## EXERCISE GOAL
Repeat the data below in full and exactly.

## SOURCE DATA
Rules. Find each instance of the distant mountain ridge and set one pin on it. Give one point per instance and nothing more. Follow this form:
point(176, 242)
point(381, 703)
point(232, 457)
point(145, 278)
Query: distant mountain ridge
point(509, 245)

## TASK SOLUTION
Rules. Find each instance of the distant mountain ridge and set one pin on it. Give one point per instance and nothing more. Follow this form:
point(176, 242)
point(381, 703)
point(232, 457)
point(145, 278)
Query: distant mountain ridge
point(509, 245)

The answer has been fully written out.